What you need to do: Rewrite the records below, replacing "ground-truth boxes" with "reference boxes" and leaving everything else unchanged.

Raw records:
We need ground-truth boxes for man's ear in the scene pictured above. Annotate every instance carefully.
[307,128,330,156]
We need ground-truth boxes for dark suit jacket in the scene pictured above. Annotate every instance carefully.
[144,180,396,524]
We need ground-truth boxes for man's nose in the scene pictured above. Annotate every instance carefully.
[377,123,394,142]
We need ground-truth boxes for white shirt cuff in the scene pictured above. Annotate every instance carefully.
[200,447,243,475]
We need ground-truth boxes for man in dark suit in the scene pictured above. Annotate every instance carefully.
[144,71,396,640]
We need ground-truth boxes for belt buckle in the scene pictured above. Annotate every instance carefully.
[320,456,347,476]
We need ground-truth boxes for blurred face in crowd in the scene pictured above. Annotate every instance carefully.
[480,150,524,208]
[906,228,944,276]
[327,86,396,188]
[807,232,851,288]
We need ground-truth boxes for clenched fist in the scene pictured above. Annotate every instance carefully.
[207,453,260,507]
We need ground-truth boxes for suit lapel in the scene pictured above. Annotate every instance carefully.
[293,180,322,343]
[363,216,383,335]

Output below:
We need reference boxes for man's ear in the scene pictured above. Annotate every instance carefully.
[307,128,330,156]
We need reference boxes for dark suit jacket in the scene pictured above. Annotate every instance carefully.
[144,180,396,524]
We need reference boxes for man's nose in the scene pictured above. Annotate every instance carefully.
[377,123,394,142]
We need reference boxes for white shirt cuff in the scene pictured above. Annotate every instance carefully.
[200,447,243,475]
We need reference boxes for man in dark suit in the scene pictured above. Annotate every instance carefully.
[144,71,396,640]
We need reference boxes for belt buckle in the scene pictured above. Annotate every instance carefully.
[320,456,347,476]
We need reference boxes for blurred face in crowd in the scene pictured above. Annotate every instance carefully.
[480,150,524,208]
[906,228,944,276]
[327,86,396,188]
[807,232,851,288]
We need reference boxes for clenched fist in the scene pictured above. Annotate every instance carefully.
[207,453,260,507]
We need reference boxes for suit lapel in the scene pictured above. Annotate every instance carefully.
[293,180,322,343]
[363,216,383,335]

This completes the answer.